TANJUNG SELOR – Sidang kasus tindak pindana korupsi (tipikor) yang menjerat Mardiansyah, pegawai pada Dinas Pekerjaan Umum dan Perhubungan Kabupaten Tana Tidung (KTT) berakhir sudah. Ia divonis 5 tahun 6 bulan penjara serta denda Rp 200 juta subsider 6 bulan pada sidang putusan Rabu (21/8) di Pengadilan Tipikor Samarinda.
Kepala Seksi (Kasi) Intelijen Kejari Bulungan, Denny Iswanto menjelaskan, pada sidang agenda tuntutan, Mardiansyah dituntut 8 tahun penjara dan denda Rp 250 juta Rabu (17/7) lalu. Dan berdasarkan hasil sidang putusan Mardiansyah terbukti secara sah melakukan tipikor atas ganti rugi tertabraknya Dermaga Sesayap pada tahun 2015 silam.
“Putusan, pidana 5 tahun 6 bulan. Denda Rp 200 juta subsider kurungan 6 bulan. Jika dituntuntan denda Rp 250 dan subsider 4 bulan,” ucap Denny Iswanto kepada Radar Kaltara, Kamis (22/8).

Perintah Tugas 1 -
Menurut berita sidang korupsi Mardiansyah, berapa lama hukuman penjara yang dijatuhkan kepadanya dalam sidang putusan?
Perintah Tugas 2 -
Sunting berita sidang korupsi Mardiansyah: tulis ulang bagiannya yang dimulai dari "Kepala Seksi (Kasi)" dan berlanjut hingga "tahun 2015 silam.", dengan "Dermaga Sesayap" diganti menjadi "Pelabuhan Sesayap".

Informasi yang Diekstrak -
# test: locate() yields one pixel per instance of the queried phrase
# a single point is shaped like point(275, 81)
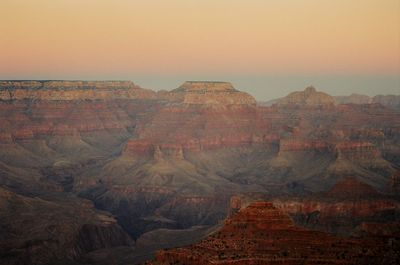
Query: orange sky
point(103, 37)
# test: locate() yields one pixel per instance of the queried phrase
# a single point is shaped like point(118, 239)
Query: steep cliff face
point(342, 209)
point(72, 90)
point(209, 93)
point(172, 160)
point(262, 234)
point(353, 99)
point(308, 97)
point(43, 231)
point(391, 101)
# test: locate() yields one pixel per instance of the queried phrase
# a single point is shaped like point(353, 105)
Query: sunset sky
point(266, 47)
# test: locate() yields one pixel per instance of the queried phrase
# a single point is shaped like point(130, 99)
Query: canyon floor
point(96, 172)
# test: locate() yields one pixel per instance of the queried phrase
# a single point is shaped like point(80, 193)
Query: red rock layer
point(26, 121)
point(262, 234)
point(72, 90)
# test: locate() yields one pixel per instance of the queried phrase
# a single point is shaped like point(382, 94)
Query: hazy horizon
point(265, 88)
point(267, 48)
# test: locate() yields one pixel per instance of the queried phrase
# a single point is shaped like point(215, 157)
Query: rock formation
point(308, 97)
point(209, 93)
point(262, 234)
point(173, 159)
point(72, 90)
point(42, 231)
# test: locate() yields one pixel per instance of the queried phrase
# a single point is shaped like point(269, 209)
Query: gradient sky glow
point(268, 45)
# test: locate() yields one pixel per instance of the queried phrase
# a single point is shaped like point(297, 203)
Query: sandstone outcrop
point(41, 231)
point(209, 93)
point(353, 99)
point(262, 234)
point(72, 90)
point(309, 97)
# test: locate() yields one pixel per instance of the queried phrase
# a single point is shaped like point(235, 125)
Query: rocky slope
point(40, 231)
point(208, 93)
point(353, 99)
point(72, 90)
point(308, 97)
point(173, 159)
point(390, 101)
point(262, 234)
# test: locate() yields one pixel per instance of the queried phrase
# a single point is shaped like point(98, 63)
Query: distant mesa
point(350, 187)
point(210, 93)
point(309, 97)
point(353, 99)
point(72, 90)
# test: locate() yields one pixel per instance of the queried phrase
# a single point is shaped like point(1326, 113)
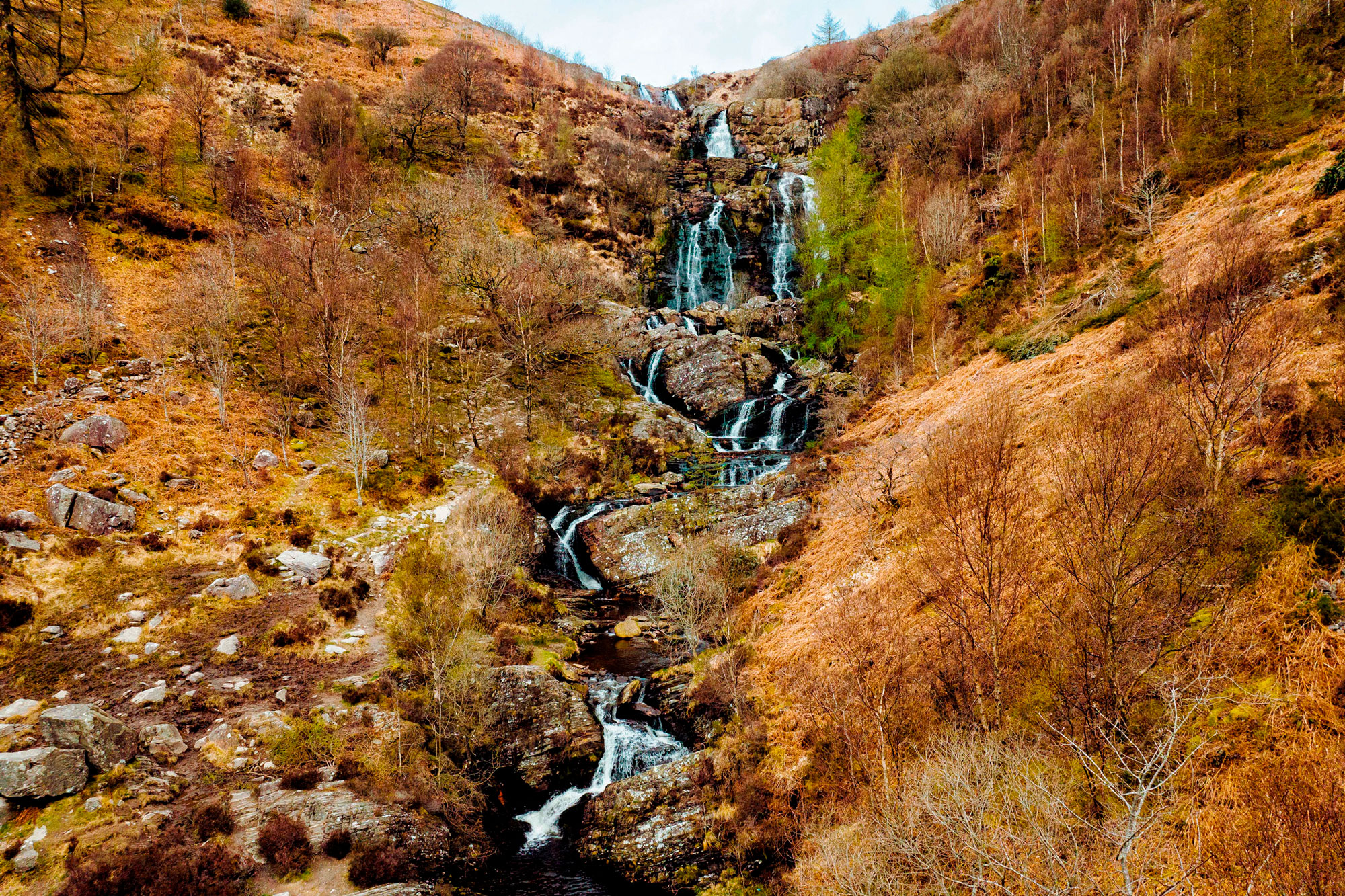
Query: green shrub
point(1332, 179)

Jawaban yang Diharapkan 1 -
5 tahun 6 bulan penjara.

Jawaban yang Diharapkan 2 -
Kepala Seksi (Kasi) Intelijen Kejari Bulungan, Denny Iswanto menjelaskan, pada sidang agenda tuntutan, Mardiansyah dituntut 8 tahun penjara dan denda Rp 250 juta Rabu (17/7) lalu. Dan berdasarkan hasil sidang putusan Mardiansyah terbukti secara sah melakukan tipikor atas ganti rugi tertabraknya Pelabuhan Sesayap pada tahun 2015 silam.